Please count the lines in the material below that contain the word "turbine", and reply with only that number.

(Excerpts from a dataset on object pointing)
──────────────────────────────

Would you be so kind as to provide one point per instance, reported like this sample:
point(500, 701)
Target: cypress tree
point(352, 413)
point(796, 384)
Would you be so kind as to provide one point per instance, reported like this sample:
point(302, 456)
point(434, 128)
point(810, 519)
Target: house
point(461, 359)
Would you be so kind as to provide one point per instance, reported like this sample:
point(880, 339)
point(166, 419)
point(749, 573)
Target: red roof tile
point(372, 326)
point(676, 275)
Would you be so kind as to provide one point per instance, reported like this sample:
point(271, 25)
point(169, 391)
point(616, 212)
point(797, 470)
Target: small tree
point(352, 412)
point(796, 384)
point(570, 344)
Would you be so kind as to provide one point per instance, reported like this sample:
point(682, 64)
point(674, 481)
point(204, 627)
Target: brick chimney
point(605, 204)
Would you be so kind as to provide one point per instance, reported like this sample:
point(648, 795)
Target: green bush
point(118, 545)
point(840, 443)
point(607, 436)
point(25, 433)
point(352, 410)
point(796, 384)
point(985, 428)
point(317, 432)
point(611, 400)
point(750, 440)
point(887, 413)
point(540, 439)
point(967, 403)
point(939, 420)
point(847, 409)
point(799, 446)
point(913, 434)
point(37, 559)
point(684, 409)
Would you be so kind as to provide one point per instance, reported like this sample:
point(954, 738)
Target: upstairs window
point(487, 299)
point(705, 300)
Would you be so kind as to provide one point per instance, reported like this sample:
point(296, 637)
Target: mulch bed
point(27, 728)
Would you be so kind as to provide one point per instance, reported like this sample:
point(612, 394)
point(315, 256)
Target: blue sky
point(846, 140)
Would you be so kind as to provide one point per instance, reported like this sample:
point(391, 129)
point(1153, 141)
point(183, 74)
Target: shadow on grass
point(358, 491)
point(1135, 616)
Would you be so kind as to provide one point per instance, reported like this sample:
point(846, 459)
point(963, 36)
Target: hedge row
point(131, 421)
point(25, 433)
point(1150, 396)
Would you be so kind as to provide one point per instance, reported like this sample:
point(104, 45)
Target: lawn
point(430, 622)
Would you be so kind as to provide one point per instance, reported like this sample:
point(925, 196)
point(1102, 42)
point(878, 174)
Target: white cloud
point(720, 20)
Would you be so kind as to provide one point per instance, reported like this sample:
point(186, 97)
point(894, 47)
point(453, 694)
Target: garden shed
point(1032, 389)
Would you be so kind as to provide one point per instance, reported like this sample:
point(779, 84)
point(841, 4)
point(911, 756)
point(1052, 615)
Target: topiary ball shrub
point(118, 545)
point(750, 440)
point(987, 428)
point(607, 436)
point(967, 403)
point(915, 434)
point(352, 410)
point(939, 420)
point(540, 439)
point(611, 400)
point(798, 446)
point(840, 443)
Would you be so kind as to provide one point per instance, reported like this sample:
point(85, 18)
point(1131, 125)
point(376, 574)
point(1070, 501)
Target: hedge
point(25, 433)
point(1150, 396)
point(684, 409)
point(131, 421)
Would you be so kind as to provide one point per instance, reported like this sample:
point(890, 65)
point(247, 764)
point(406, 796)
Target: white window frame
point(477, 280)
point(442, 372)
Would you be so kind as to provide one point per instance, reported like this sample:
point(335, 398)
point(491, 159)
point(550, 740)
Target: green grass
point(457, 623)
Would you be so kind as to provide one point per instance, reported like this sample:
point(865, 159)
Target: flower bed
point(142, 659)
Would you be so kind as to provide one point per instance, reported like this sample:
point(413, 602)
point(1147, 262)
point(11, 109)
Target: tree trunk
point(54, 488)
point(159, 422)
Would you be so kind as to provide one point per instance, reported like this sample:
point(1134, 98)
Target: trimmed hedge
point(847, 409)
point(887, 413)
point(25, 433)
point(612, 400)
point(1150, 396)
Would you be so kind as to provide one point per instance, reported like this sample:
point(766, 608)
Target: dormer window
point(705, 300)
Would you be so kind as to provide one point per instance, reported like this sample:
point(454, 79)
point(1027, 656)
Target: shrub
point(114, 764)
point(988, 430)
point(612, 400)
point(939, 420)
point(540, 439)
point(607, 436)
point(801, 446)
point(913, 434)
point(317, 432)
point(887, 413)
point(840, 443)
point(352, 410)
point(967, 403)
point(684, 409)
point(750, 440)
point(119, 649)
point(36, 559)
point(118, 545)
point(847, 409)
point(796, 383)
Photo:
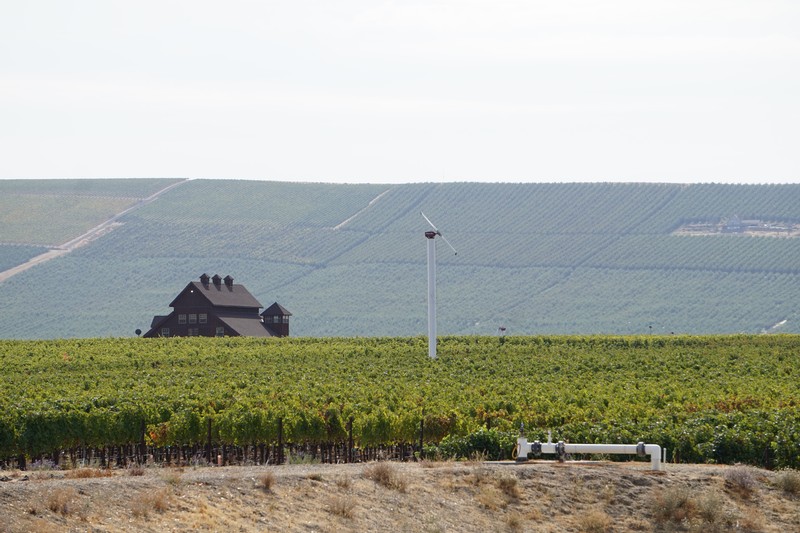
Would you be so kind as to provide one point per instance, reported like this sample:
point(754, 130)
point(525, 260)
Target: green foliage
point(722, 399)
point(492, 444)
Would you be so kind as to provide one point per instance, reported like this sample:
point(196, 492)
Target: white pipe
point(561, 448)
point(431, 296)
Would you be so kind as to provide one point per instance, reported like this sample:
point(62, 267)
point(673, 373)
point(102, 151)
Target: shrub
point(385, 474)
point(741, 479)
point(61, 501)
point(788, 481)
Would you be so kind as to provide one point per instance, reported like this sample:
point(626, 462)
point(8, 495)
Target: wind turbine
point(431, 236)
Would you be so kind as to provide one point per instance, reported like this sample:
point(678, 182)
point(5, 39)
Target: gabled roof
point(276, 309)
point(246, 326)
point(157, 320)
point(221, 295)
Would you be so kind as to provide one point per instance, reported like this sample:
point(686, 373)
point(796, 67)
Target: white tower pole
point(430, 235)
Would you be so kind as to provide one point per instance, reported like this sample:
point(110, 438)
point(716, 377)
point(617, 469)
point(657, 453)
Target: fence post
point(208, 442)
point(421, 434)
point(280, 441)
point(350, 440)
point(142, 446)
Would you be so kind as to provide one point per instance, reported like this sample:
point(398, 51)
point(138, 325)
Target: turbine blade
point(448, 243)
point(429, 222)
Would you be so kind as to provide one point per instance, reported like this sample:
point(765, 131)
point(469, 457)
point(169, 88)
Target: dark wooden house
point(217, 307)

──────────────────────────────

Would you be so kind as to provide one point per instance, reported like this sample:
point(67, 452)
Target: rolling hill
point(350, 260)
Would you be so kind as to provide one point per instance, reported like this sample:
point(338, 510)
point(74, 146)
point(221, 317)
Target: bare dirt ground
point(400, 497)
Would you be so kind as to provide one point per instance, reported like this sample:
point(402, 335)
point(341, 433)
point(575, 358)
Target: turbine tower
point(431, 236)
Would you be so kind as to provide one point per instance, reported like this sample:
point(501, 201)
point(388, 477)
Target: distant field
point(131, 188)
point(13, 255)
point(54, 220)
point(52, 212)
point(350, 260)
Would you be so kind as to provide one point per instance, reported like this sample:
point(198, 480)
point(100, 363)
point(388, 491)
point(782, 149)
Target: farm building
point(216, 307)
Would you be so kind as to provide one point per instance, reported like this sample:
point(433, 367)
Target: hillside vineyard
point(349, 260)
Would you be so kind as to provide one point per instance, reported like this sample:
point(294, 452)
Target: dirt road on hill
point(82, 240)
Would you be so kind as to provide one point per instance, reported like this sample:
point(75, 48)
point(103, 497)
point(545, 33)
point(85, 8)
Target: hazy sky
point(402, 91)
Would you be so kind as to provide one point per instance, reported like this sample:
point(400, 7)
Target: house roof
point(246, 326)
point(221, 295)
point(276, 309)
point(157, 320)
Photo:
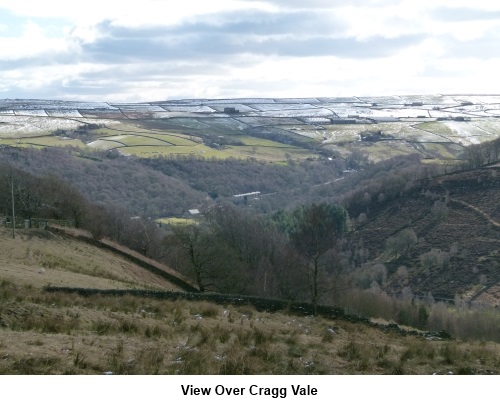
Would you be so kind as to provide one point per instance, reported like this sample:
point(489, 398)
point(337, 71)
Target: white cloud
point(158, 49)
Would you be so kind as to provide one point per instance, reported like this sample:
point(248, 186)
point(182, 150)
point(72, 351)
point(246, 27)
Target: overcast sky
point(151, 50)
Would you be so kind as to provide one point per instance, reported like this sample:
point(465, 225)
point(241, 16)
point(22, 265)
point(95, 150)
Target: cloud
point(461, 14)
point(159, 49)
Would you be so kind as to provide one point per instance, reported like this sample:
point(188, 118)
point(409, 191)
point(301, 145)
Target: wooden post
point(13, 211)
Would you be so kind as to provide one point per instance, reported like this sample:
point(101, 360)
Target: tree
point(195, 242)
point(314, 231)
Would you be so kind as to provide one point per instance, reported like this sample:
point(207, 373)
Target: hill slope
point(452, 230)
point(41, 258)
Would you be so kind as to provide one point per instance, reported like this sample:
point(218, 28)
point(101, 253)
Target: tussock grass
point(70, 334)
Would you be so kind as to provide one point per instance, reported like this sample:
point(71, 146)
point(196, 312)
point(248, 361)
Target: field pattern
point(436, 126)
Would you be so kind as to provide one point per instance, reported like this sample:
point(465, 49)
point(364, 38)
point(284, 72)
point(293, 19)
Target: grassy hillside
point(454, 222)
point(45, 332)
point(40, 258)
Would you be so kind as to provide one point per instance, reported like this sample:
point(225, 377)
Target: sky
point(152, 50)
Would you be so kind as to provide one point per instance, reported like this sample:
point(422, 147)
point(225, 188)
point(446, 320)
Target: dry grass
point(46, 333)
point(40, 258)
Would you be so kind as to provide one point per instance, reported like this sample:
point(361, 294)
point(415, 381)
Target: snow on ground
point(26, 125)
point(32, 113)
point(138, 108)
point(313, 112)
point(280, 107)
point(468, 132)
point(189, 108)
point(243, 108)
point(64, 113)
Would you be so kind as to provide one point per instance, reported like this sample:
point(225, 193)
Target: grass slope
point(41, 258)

──────────────────────────────

_COMPLETE OUTPUT_: 3